• **DOCUMENT SEGMENT**
****************

The school dinners we had in the same classroom could be fraught. War-time austerity dictated that food wasn't to be wasted and if you didn't like a dish you stood in line for a compulsory teaspoonful of whatever it was; the macaroni cheese lines were by far the longest! For some reason I was allowed off to take soup with my father's class but gave this up after being taunted by Mrs K. The meat we had was fatty to say the least and I had a great aversion to it. Everything had to be eaten up so I solved the problem by depositing the fat under my desk. Unfortunately, a rancid accumulation was found by the cleaner several weeks later and word got back to my father. (Hmm - maybe that's why I got into trouble for throwing a stone at the cleaner's car!) I never had my father as a regular teacher but as headmaster he presided over school events such as Empire Day (renamed Commonwealth Day in 1958) where we all had to line up and Salute the Flag.

There was no electrical supply in the district although at some stage the school, but not the schoolhouse, was equipped with its own generator. The local village hall also had a generator and once when it failed, during a whist drive I think, several cars outside had to shine their headlights through the windows to keep the games going. At home, we listened to Tommy Handley and Charlie Chester on a large radio with a gigantic battery. The redundant 3 bar electric fire that had been banished upstairs was to me an exotic symbol of modern technology whose time was yet to come. A large Rayburn stove in the schoolhouse kitchen kept us warm. I think we used a Calor Gas cooker for most meals but sometimes my mother would do baking in the Rayburn oven. This demanded a fairly stable temperature for reasonable results and involved much stoking and poking of the fire on the part of my father.

****************

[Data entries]

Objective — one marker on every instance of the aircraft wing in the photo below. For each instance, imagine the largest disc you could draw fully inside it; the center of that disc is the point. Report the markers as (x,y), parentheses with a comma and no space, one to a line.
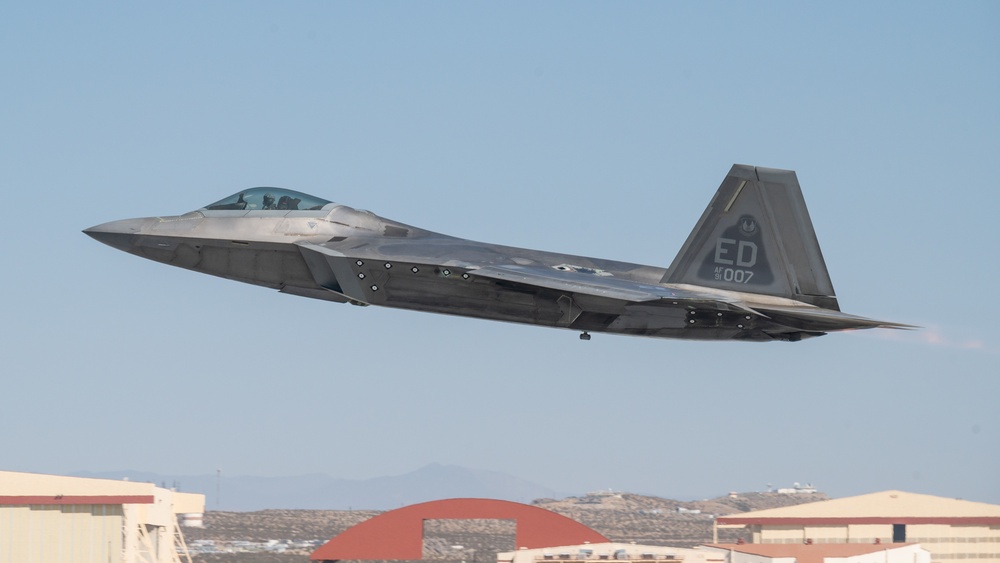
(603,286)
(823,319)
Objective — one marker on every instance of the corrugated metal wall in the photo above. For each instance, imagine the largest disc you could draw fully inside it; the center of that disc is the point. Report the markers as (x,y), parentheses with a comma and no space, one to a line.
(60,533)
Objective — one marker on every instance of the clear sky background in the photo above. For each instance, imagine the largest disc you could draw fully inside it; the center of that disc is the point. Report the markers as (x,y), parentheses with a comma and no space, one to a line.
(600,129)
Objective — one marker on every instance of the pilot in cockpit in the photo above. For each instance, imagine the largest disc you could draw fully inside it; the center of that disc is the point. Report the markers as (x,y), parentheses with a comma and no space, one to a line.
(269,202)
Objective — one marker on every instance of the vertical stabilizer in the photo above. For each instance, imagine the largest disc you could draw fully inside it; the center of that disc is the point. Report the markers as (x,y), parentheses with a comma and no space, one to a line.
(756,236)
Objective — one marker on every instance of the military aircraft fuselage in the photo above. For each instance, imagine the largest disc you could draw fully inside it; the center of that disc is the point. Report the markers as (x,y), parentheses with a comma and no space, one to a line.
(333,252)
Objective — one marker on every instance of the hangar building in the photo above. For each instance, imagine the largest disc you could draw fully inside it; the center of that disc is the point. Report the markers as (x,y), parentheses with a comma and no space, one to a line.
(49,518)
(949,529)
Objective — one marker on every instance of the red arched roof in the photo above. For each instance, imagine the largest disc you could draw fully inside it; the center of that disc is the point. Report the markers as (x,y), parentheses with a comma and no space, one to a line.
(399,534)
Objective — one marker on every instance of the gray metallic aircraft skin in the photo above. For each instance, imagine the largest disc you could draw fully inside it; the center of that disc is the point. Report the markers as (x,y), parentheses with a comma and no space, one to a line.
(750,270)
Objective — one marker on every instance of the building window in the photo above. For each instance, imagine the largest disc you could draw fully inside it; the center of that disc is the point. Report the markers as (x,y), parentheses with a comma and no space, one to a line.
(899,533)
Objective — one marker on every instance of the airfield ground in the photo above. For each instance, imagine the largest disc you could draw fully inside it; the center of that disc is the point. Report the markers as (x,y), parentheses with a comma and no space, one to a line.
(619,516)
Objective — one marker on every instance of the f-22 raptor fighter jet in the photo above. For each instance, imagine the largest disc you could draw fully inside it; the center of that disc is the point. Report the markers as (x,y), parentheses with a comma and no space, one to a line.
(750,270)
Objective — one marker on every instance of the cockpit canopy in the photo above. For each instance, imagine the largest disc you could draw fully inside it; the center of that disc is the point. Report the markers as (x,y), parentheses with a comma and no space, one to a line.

****************

• **DIRECTIONS**
• 1. List the household appliances at the schoolhouse that the recollection mentions.
• 2. In the recollection, what was Empire Day renamed, and in what year?
• 3. Extract the passage of the recollection from "There was no" to "of my father.".

• **ANSWERS TO THE TASKS**
• 1.
- A large radio with a gigantic battery
- A redundant 3 bar electric fire
- A large Rayburn stove
- A Calor Gas cooker

• 2. Commonwealth Day, in 1958.

• 3.
There was no electrical supply in the district although at some stage the school, but not the schoolhouse, was equipped with its own generator. The local village hall also had a generator and once when it failed, during a whist drive I think, several cars outside had to shine their headlights through the windows to keep the games going. At home, we listened to Tommy Handley and Charlie Chester on a large radio with a gigantic battery. The redundant 3 bar electric fire that had been banished upstairs was to me an exotic symbol of modern technology whose time was yet to come. A large Rayburn stove in the schoolhouse kitchen kept us warm. I think we used a Calor Gas cooker for most meals but sometimes my mother would do baking in the Rayburn oven. This demanded a fairly stable temperature for reasonable results and involved much stoking and poking of the fire on the part of my father.